Copy out the lines between the ones holding "Each instance of the stadium" and "[(59, 123)]", inclusive, keeping the requests unchanged and shifting every coordinate in the answers up by 99.

[Object position labeling entries]

------------------------------------------------------------

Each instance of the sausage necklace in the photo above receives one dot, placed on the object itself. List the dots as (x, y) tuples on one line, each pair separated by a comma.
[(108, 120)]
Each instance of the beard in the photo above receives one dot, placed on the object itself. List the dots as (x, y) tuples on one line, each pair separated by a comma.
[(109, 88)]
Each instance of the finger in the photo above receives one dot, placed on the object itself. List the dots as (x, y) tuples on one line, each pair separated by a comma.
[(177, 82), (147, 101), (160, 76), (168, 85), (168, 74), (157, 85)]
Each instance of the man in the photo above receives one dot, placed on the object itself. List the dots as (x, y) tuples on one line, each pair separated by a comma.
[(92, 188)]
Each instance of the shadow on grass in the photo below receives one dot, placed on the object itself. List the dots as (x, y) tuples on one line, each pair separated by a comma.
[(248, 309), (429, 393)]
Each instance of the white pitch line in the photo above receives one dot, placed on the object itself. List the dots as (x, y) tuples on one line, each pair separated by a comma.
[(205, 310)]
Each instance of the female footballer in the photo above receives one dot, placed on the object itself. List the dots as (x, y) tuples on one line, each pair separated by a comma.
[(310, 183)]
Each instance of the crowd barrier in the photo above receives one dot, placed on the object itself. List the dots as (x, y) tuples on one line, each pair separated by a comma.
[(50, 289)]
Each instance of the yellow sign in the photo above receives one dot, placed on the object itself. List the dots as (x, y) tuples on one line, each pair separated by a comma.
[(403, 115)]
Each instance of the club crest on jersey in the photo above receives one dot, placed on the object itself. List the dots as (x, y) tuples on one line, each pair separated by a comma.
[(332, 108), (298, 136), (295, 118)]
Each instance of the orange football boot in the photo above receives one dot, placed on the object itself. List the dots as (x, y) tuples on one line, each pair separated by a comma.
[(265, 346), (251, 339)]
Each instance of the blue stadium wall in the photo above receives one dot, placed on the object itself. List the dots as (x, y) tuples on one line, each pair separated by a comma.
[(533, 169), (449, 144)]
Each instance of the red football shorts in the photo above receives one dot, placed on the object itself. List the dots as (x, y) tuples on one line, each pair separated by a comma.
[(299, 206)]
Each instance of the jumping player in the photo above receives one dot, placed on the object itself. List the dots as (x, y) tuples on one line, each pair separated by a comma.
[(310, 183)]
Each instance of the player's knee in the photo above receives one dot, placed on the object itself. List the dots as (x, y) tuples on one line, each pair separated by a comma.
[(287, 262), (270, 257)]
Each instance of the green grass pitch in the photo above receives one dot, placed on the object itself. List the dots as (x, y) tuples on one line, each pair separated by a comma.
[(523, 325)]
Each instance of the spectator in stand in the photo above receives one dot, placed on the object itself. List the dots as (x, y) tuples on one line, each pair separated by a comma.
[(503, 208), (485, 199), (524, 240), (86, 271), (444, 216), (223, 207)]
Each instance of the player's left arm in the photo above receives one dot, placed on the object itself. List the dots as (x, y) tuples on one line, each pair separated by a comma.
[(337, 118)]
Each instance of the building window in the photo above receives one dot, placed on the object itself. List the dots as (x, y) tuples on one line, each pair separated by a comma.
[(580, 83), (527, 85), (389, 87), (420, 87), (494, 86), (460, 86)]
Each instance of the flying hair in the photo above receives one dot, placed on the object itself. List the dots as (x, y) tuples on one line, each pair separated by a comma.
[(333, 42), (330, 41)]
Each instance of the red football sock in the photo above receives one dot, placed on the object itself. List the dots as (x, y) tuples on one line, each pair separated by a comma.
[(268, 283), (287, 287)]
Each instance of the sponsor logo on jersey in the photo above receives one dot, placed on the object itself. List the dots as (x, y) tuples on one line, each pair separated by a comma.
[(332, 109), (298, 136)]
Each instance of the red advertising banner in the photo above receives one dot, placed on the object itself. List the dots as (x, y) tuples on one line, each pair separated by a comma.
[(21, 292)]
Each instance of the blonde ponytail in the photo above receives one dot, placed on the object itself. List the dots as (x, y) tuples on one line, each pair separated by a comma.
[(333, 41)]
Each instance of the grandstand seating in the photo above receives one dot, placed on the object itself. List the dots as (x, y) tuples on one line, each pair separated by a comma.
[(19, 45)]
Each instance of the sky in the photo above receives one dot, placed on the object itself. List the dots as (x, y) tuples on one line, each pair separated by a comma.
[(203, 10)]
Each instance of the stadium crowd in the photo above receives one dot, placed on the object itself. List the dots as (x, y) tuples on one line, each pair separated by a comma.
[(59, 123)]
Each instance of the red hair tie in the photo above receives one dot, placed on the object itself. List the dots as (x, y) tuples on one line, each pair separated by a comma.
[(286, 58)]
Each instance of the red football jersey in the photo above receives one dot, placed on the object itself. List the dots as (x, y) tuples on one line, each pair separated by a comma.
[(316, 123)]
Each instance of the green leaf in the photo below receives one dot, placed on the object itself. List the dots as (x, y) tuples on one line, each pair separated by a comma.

------------------------------------------------------------

> _Solution to this problem_:
Each instance of the stadium crowd in the photo above receives one dot, placed on the object itself. List the dots as (x, y) tuples on one line, each pair separated by a comma.
[(158, 222)]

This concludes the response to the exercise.